• WHAT YOU SHOULD DO
Resume the commentary on the Book of Wisdom, writing on from its final sentence.

Sīdī Ibn ‘Atā’ Allāh’s gift to us is his Book of Wisdom. He opens it thus:
مِْنعَلامَةِالاْعتِمادِعَلىالعَمَِلِ
نُْقصانُالَرّجاءِعِنْدَوُجودِالَزّلِ
One of the signs that you rely on your own work
Is your loss of hope when you’re making a mistake.
Commentary:
Sīdī Ibn ‘Ajība [reading the Book of Wisdom changed his life] urges his students to ask for a vision of the Divine and to open themselves to grace through zeal and the practice of virtues. Your actions along the Sufi path like meditation, retreat, service, dhikr-Allāh, etc. have a value of their own.
It is advisable, however, to rely on the Divine gifts and not to rely on your own actions. Don’t rely on your spiritual practices and your own strength, but rely on the grace of Allāh and the success that He gives. Rely on His guidance leading you away from your ego towards that which is important.
Sīdī Ibn ‘Atā’ Allāh, not for nothing, continues his Book of Wisdom with another wise aphorism dealing with tajrīd [disengagement], the process of peeling away what is superfluous. So don’t be attached to your own work and its positive or negative results.
Sīdī Ibn ‘Ajība quotes the Prophet Muhammad ﷺ: “No one of you will enter paradise because of his works.” He was asked: “Not even you, O Messenger of Allāh?” He answered: “Not even I, if not for Allāh surrounding me with His mercy.”
Shaykh Ibn ‘Ajība adds that the sign that you put your trust in Him, is that your hope doesn’t wane when you’ve committed an act of disobedience or increase when you’ve acted well.
The second council in the Book of Wisdom has to do with tajrīd [disengagement]:
إرَادَتُكَ التَّجْريدَمََع إقَامَةِ اللّٰهِ إِيّاكَ فِي الْأَسْبَابِ مِنَ الشّْهْوَةِ الْخَفِيَّةِ
وَإرادَتُكَ الْأَسْباَبَ مَعَ إِقَامَةِ اللهِ إيَّاكَ فِي التَّجْرِيدِ انْحِطَاطٌ
عَنِ الهِْمَّةِ الْعَلِیَّةِ
Your wish to disengage from everything
When Allah has involved you in the world of means is a hidden wish.
And your wish for involvement with the world of means
When Allah has disengaged you from it is a fall from high aspiration.
Commentary:
Shaykh Farīduddīn ‘Attār describes the travel along the Sufi path as the crossing of seven valleys. These are the valleys of:
- seeking
- love
- intuitive knowledge
- detachment
- union
- perplexity and
- poverty and annihilation
He mentions tajrīd at the beginning of the fifth valley, that is immediately after crossing the valley of detachment. Isolating [tafrīd] yourself from everything but Allāh and your disengagement [tajrīd] from all and everything, except Allāh, from your heart and your innermost consciousness are needed in order to let go duality.

• GIVEN MATERIAL
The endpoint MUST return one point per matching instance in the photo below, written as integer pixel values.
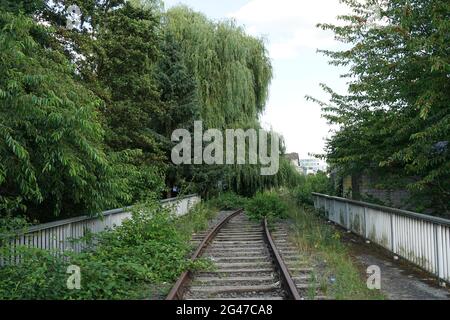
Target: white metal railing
(421, 239)
(59, 235)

• THE RESULT
Sīdī ash-Shushtarī teaches that tajrīd has several levels. The start of tajrīd implies the disengagement from blameworthy qualities by clothing yourself in praiseworthy qualities. It is to be followed by the tajrīd from this world and the universe by the contemplation of the Creator.
This contemplation has to be left behind to be followed by even higher stages of disengagement. These become possible by the state of fanā’ [the passing away of the lower self] and then the passing away from this passing away.
Sīdī Ibn ‘Ajība starts his commentary thus: “Tajrīd linguistically means taking off [at-takshīd] and removing [al-izāla]. You use the term for example for things like removing a garment and shedding a skin.
The Sufis fall into three categories of tajrīd: those who strip away only the outward, those who strip away only the inward, and those who strip away both.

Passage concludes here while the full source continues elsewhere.